— BEGIN —

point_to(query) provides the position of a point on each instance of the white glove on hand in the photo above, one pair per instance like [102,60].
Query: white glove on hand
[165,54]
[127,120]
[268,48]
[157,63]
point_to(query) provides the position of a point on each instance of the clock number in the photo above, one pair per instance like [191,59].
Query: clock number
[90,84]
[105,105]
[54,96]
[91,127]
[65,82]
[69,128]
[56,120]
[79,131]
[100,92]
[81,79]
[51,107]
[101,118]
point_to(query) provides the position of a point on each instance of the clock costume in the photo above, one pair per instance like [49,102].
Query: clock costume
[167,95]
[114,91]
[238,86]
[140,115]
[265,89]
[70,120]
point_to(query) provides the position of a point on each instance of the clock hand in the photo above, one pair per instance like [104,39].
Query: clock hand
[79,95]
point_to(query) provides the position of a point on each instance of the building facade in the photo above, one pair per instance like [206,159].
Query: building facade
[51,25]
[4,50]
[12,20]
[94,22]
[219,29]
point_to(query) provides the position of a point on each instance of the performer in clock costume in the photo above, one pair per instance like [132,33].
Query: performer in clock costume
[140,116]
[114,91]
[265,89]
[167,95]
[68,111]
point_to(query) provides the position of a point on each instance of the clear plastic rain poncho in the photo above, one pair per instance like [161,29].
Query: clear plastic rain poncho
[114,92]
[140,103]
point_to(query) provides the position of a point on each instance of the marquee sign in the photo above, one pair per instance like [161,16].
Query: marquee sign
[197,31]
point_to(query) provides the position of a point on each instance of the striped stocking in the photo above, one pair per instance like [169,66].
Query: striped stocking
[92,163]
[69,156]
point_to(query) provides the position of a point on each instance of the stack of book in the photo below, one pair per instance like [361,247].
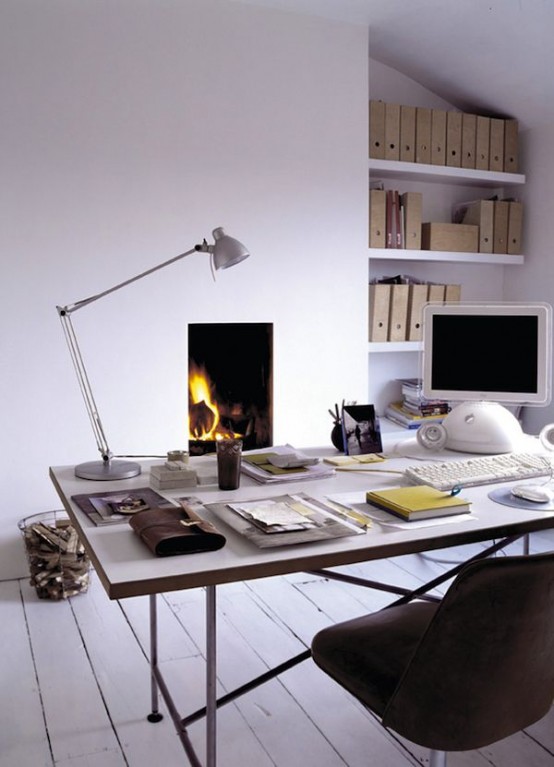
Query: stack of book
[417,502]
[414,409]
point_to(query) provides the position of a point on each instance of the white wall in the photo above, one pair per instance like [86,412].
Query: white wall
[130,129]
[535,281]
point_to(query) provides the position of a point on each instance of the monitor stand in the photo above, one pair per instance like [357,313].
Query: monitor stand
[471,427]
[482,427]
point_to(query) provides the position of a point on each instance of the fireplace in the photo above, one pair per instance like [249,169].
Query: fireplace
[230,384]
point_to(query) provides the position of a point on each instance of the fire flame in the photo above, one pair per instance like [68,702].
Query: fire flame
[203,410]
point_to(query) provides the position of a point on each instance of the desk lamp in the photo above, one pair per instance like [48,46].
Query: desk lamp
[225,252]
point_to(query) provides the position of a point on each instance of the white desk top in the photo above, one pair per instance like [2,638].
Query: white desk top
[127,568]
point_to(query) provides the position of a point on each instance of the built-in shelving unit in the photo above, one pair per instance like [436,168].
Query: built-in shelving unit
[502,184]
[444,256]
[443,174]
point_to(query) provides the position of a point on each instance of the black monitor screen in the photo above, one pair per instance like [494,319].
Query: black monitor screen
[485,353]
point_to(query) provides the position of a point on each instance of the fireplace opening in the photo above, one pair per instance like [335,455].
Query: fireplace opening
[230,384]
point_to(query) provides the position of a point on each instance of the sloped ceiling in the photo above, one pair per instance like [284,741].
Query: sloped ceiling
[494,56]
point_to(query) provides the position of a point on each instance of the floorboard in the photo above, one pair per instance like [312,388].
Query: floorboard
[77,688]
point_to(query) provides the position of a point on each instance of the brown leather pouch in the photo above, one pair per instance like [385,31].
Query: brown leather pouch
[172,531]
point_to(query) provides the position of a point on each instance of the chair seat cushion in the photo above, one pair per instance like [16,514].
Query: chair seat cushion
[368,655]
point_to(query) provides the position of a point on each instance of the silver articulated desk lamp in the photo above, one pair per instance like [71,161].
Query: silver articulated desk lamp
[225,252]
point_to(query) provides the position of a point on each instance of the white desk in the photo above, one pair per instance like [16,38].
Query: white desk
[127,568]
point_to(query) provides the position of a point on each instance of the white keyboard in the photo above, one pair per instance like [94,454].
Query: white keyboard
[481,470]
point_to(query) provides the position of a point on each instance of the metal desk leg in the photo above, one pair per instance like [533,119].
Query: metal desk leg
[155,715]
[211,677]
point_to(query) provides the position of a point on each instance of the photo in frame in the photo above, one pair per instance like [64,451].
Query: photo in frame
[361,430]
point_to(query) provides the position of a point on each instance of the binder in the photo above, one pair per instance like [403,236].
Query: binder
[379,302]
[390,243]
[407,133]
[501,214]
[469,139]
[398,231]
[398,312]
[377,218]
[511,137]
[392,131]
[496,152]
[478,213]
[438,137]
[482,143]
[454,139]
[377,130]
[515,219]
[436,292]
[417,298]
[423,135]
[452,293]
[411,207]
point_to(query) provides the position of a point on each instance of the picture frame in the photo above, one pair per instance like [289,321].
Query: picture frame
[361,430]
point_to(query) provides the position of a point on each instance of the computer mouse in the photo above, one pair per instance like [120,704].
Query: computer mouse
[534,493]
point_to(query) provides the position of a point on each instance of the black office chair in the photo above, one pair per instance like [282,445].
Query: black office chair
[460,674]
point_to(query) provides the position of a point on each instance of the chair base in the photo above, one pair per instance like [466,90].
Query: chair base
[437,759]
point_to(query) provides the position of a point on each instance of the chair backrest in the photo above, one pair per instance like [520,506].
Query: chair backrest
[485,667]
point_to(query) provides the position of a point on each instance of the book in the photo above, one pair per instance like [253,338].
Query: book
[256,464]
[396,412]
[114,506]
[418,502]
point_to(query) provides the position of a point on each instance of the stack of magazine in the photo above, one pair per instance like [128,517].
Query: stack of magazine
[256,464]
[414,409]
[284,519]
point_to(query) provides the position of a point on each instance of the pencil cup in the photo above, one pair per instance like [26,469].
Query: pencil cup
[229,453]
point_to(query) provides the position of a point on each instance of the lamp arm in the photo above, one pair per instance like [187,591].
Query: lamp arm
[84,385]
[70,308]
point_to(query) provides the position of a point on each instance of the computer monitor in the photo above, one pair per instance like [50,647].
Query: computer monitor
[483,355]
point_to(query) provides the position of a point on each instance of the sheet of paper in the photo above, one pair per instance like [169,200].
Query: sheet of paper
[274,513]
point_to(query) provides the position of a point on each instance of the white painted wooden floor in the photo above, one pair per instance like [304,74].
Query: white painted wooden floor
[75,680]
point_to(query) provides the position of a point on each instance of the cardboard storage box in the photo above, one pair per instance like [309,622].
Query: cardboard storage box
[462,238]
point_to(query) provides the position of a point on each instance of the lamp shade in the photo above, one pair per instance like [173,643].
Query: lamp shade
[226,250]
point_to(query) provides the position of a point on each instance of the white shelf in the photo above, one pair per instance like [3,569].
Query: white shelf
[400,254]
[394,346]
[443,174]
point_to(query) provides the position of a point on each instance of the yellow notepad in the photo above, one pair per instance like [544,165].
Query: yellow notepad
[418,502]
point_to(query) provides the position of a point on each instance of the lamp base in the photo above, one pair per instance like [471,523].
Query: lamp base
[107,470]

— END —

STATED TASK >> Rewrite all the items above with "one pair per instance" replaced by "one pair for each instance" everywhere and nothing else changed. Leave the pictures out of your answer.

ANSWER TO THIS TASK >>
point_to(query) provides the position of a point on each instance of the white glove on hand in the photo above, one pair for each instance like [102,60].
Query: white glove on hand
[165,54]
[127,120]
[268,48]
[157,63]
point_to(query) provides the position of a point on each instance of the clock number in the photo above, one pair for each instance like [191,59].
Query: clock number
[90,84]
[105,105]
[54,96]
[91,127]
[65,82]
[69,128]
[56,120]
[79,131]
[100,92]
[81,79]
[51,107]
[101,118]
point_to(query) provides the position of a point on each instance of the clock costume in the photo above, one pair for each instance like [49,102].
Query: clock costume
[167,95]
[114,91]
[238,86]
[140,115]
[265,89]
[70,120]
point_to(query) provides the position of a point on each instance of the clock hand in the photo above, one pair for each instance like [104,39].
Query: clock hand
[79,95]
point_to(query) provides the position of a point on each instance of the building facade in the photo above, one pair for each instance like [206,159].
Query: building facade
[51,25]
[4,50]
[12,20]
[94,22]
[219,29]
point_to(query) provides the position of a point on each instance of the performer in clock costume in the photo above, one pair for each instance like [132,33].
Query: performer in clock costume
[140,116]
[114,91]
[265,89]
[167,95]
[68,111]
point_to(query) provides the position of a point on each instance of the clear plastic rain poncho in the photo above, one pair for each instance like [161,29].
Query: clear plastic rain poncho
[114,92]
[140,103]
point_to(query) provides the position of a point on each instance of the marquee sign in the photo above, one pair for each instance like [161,16].
Query: marquee sign
[197,31]
point_to(query) provides the position of a point on each instance of the striped stocking in the photo above, one pair for each instance like [169,66].
Query: striped stocking
[92,163]
[69,156]
point_to(query) provides the position of a point on each instance of the stack of book in the photo below, one pair for each instance like [361,247].
Query: stack of book
[417,502]
[414,409]
point_to(query) provides the position of a point on each instance of the white wall in the photo above, one pair for each instance like [86,412].
Query: white wall
[130,129]
[535,281]
point_to(query) provides the position of a point on each instance of the monitor stand in the photo above, one pair for each instance like [357,313].
Query: monitor stand
[471,427]
[482,427]
point_to(query) provides the position of a point on each instance of the fireplace in the photo above, one pair for each instance like [249,169].
Query: fireplace
[230,384]
point_to(query) provides the position of a point on each instance of the fire flame in the photo above, one pair for each instance like [68,702].
Query: fire flame
[203,410]
point_to(query) provides the position of a point on each instance of the desk lamp in the photo above, one pair for each instance like [48,46].
Query: desk lamp
[225,252]
point_to(query) provides the position of a point on each instance of the white desk top in the photo above, one pair for each instance like [2,638].
Query: white desk top
[127,568]
point_to(query) provides the position of a point on each instance of the built-in shelving unit in the photo above, one pair for each instance like [436,168].
Query: built-in shelving unit
[502,184]
[444,256]
[443,174]
point_to(query) provides the position of a point on each instance of the black monitor screen in the photo above, one pair for each instance like [494,319].
Query: black monitor screen
[485,353]
point_to(query) provides the position of a point on each instance of the fireplace opening in the photo above, one pair for each instance like [335,455].
Query: fireplace opening
[230,384]
point_to(query) provides the position of a point on each instance of the sloped ceiling in the photo above, one pair for each instance like [284,741].
Query: sloped ceiling
[494,56]
point_to(query) provides the position of a point on each instance of the floorboard in the photo above, one pair for each instance like [312,388].
Query: floorboard
[77,688]
point_to(query) provides the position of a point on each instance of the brown leather pouch in the photo above, one pair for each instance like [385,31].
Query: brown leather pouch
[172,531]
point_to(query) provides the position of a point on each instance of the chair seat cushion in the photo above, one pair for each instance like [16,514].
Query: chair seat cushion
[368,655]
point_to(query) provides the position of a point on each instance of the silver articulated desk lamp in the photo above, one pair for each instance like [71,161].
Query: silver articulated desk lamp
[225,252]
point_to(query) provides the position of a point on each instance of the white desk in the photo above, one pair for each instance like [16,38].
Query: white desk
[127,568]
point_to(query) provides the position of a point on each instance of the white keyboard in the photo above, one pair for each instance like [94,454].
Query: white keyboard
[481,470]
point_to(query) provides the position of a point on each instance of the metal desk leg in the photo above, one pair for each instance like [533,119].
Query: metal desk leg
[155,715]
[211,677]
point_to(query) provides the position of a point on each instance of the photo in frame in the photo above, one pair for each instance like [64,451].
Query: photo in frame
[361,430]
point_to(query) provides the position of a point on each instance of the binder in the photo above, one pair for each instance like [403,236].
Query: binder
[379,302]
[390,243]
[407,133]
[501,214]
[469,139]
[398,231]
[398,312]
[377,218]
[511,137]
[392,131]
[496,152]
[478,213]
[438,137]
[482,143]
[454,139]
[377,130]
[515,219]
[436,292]
[417,298]
[423,135]
[452,293]
[411,207]
point_to(query) provides the position of a point on each instance of the picture frame in the photo above, one pair for each instance like [289,321].
Query: picture frame
[361,430]
point_to(query) provides the position of a point on each instance of the computer mouse in the photo above, one pair for each instance like [120,704].
Query: computer mouse
[534,493]
point_to(query) provides the position of a point on each instance of the black office chair in the photo above, one pair for each instance like [282,445].
Query: black office chair
[460,674]
point_to(query) provides the position of a point on each instance of the chair base in the photo above, one pair for each instance like [466,90].
Query: chair base
[437,759]
point_to(query) provides the position of a point on each instance of the chair backrest in the photo above, one pair for each instance like [520,506].
Query: chair backrest
[485,667]
point_to(query) provides the position of a point on each instance of the book in the photo above, one pair for each instance like [253,338].
Query: book
[256,464]
[396,412]
[114,506]
[418,502]
point_to(query) provides the position of a point on each instance of the stack of magazine in the photo above, one pair for each instance like [128,517].
Query: stack of magazine
[256,464]
[414,409]
[284,519]
point_to(query) provides the position of a point on each instance of the pencil cup in the photo above, one pair for each instance like [26,469].
Query: pencil cup
[229,453]
point_to(query) provides the position of a point on each instance of the lamp arm in the photo above, one pair for each instance like [187,591].
Query: lamp arm
[84,385]
[70,308]
point_to(query) provides the position of a point on each instance of the computer monitor in the photo above, one pair for each instance like [50,647].
Query: computer monitor
[483,355]
point_to(query) provides the position of a point on each instance of the sheet of paper in the photo above, one pair for each instance like [169,200].
Query: sheet of paper
[274,513]
point_to(query) provides the position of a point on each instance of the white painted wooden floor in the photo above, one pair for each instance like [304,74].
Query: white painted wooden floor
[75,680]
point_to(query) provides the position of a point on each instance of the cardboard storage box in the photo above, one pair for each instance like [309,622].
Query: cardboard storage box
[462,238]
point_to(query) provides the position of a point on each instance of the lamp shade in the photo above, one pair for each instance like [173,643].
Query: lamp shade
[226,250]
point_to(query) provides the position of a point on each instance of the white shelf in the photo above, one pair for each instance like [3,569].
Query: white shelf
[400,254]
[394,346]
[443,174]
point_to(query) provides the position of a point on each instance of the yellow notepad in the photo above, one pair for each instance like [544,165].
Query: yellow notepad
[418,502]
point_to(query) provides the position of a point on each instance of the lamp base in the photo above, one pair for each instance like [471,523].
Query: lamp base
[107,470]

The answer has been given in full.